* **Set exercise**
Copy all of the material below word for word, but leave the pictures out of your copy.

━━━━━━━━━━━━━━━━━━━━━━━━━━━━━━

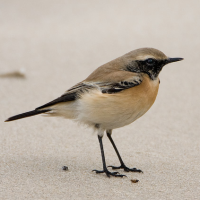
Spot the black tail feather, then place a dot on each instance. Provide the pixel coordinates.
(27, 114)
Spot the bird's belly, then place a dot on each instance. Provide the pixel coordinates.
(117, 110)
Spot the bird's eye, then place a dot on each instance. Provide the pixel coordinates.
(150, 61)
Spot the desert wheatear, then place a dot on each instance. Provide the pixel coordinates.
(114, 95)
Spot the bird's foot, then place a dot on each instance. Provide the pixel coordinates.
(108, 173)
(126, 169)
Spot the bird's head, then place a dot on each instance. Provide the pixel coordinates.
(148, 60)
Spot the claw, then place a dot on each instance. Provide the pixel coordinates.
(108, 173)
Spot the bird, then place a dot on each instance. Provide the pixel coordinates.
(112, 96)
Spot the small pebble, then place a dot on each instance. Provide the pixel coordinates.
(134, 180)
(65, 168)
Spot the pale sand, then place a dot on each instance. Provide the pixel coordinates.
(59, 43)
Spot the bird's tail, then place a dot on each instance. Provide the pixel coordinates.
(27, 114)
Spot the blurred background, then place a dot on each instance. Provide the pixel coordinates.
(54, 44)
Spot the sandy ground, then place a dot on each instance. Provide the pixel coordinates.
(59, 43)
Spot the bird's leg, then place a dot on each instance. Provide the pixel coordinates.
(105, 170)
(122, 166)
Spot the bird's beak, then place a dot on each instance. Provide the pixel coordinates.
(169, 60)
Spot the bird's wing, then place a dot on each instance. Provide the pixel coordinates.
(106, 86)
(124, 84)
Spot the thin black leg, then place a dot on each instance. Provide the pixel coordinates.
(123, 166)
(105, 170)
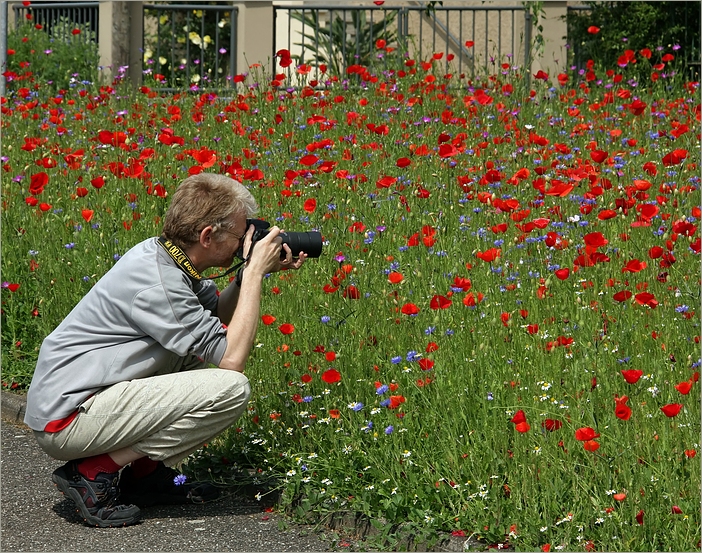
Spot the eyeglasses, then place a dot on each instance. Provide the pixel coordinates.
(237, 236)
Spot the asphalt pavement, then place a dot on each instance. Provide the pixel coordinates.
(36, 517)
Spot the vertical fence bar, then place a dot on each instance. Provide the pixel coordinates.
(217, 54)
(499, 35)
(173, 66)
(527, 47)
(447, 40)
(472, 65)
(233, 53)
(202, 45)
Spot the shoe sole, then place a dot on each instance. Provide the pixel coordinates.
(90, 519)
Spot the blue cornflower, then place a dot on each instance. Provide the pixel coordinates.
(180, 479)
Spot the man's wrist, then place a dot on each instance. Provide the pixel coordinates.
(239, 277)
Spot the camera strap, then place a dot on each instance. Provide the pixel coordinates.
(184, 263)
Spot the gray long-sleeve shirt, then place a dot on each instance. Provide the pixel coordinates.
(144, 317)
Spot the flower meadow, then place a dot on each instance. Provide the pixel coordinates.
(501, 338)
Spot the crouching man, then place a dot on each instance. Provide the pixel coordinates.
(122, 390)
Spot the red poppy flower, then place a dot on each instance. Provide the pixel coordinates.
(551, 424)
(647, 299)
(440, 302)
(522, 427)
(98, 182)
(268, 319)
(634, 266)
(330, 376)
(395, 401)
(586, 433)
(37, 183)
(684, 387)
(632, 375)
(672, 409)
(351, 292)
(310, 205)
(309, 160)
(622, 296)
(385, 182)
(598, 156)
(622, 410)
(675, 157)
(489, 255)
(591, 445)
(595, 240)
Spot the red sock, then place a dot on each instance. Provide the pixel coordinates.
(92, 466)
(143, 467)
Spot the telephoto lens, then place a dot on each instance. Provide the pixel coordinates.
(309, 242)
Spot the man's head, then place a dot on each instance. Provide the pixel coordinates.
(205, 200)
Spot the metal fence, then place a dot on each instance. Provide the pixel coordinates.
(60, 18)
(190, 45)
(341, 36)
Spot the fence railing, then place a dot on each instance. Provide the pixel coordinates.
(340, 36)
(58, 18)
(190, 45)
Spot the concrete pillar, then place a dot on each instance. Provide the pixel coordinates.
(254, 34)
(120, 40)
(553, 58)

━━━━━━━━━━━━━━━━━━━━━━━━━━━━━━

* **Result of this task**
Spot the black tail feather, then place a dot on each instance. Provide the pixel coordinates.
(27, 114)
Spot the bird's belly, then place a dot on each instance. Provide the pixel coordinates.
(117, 110)
Spot the bird's eye, then place a dot on each instance. Provide the pixel coordinates.
(150, 61)
Spot the desert wheatear, then place a dot on each instance. Provide the pixel coordinates.
(114, 95)
Spot the bird's foot, then place a dot on each instance. Provide the pixel coordinates.
(108, 173)
(126, 169)
Spot the bird's head, then place a dot on each instance. Provide the pixel coordinates.
(148, 60)
Spot the claw, then place a dot on each instance. Provide the pixel coordinates.
(108, 173)
Spot the bird, then place a dot on each instance. Provide the pixel coordinates.
(112, 96)
Spot the small pebble, then place a dot on each instance. Provide the pixel coordinates.
(134, 180)
(65, 168)
Spot the pale sand, then place a dot on each instance. Provide the pixel coordinates.
(59, 43)
Spot the bird's tail, then place a dot on each instance. Provide the pixel coordinates.
(27, 114)
Spot the blurred background, then place a dot on each instance. Provide the pixel coordinates.
(54, 44)
Spot the sandy ground, then place a dot on each instance. Provide the pixel coordinates.
(59, 43)
Spot the bird's leg, then place a dot on each instance. Provide the pixel coordinates.
(105, 170)
(122, 166)
Spot the bird's beak, then place a dot on each instance. Provide the pixel coordinates.
(169, 60)
Spot the bird's wing, then place a dot on each instance. Provide the pixel coordinates.
(106, 86)
(124, 84)
Spot the thin black leg, then place a dot on each instance. Provide the pixel coordinates.
(123, 166)
(105, 170)
Spot the eyeglasses, then place a dot on each instance. Provide the pixel coordinates.
(237, 236)
Spot the asphalt pavement, then place a dot on each instance. Provide the pixel coordinates.
(36, 517)
Spot the vertical fence bar, then place a dot on each instance. Provide the pixel coordinates.
(217, 54)
(499, 35)
(173, 66)
(527, 47)
(447, 40)
(472, 65)
(233, 53)
(202, 45)
Spot the shoe sole, then place a dot on each instance. Provide the pixel coordinates.
(90, 519)
Spot the blue cornflower, then place a dot on each instance. Provide the pixel coordinates.
(180, 479)
Spot the man's wrist, then place a dot on each instance. Provide the pixel coordinates.
(239, 277)
Spot the camera strap, then place a dot on each instance. Provide the pixel coordinates.
(184, 263)
Spot the gray long-sleeve shirt, then place a dot on each instance. Provide the pixel coordinates.
(144, 317)
Spot the flower meadow, then place a dot on each instance. Provide the pixel coordinates.
(501, 338)
Spot the crouching man, then place a dot on each instance. Provide the pixel coordinates.
(122, 390)
Spot the red poppy flower, then place a dot on each instance. Provide the pixel coordinates.
(551, 424)
(647, 299)
(440, 302)
(522, 427)
(98, 182)
(268, 319)
(634, 266)
(330, 376)
(395, 401)
(586, 433)
(37, 183)
(684, 387)
(632, 375)
(672, 409)
(351, 292)
(310, 205)
(309, 160)
(622, 296)
(385, 182)
(598, 156)
(622, 410)
(675, 157)
(489, 255)
(591, 445)
(595, 240)
Spot the red sock, then place a dot on each instance. Provide the pixel coordinates.
(92, 466)
(143, 467)
Spot the telephoto lens, then place a dot on each instance. Provide the pixel coordinates.
(309, 242)
Spot the man's head, then place a dot on each instance. Provide the pixel coordinates.
(205, 200)
Spot the metal fence, then place a dot on each instance. Provide the pixel coordinates.
(60, 18)
(190, 45)
(341, 36)
Spot the fence railing, then place a dot on each instance. Provide the pixel coordinates.
(340, 36)
(58, 18)
(190, 45)
Spot the concrete pillar, then place a dot on each instance. Provide the pixel coordinates.
(254, 34)
(120, 40)
(553, 58)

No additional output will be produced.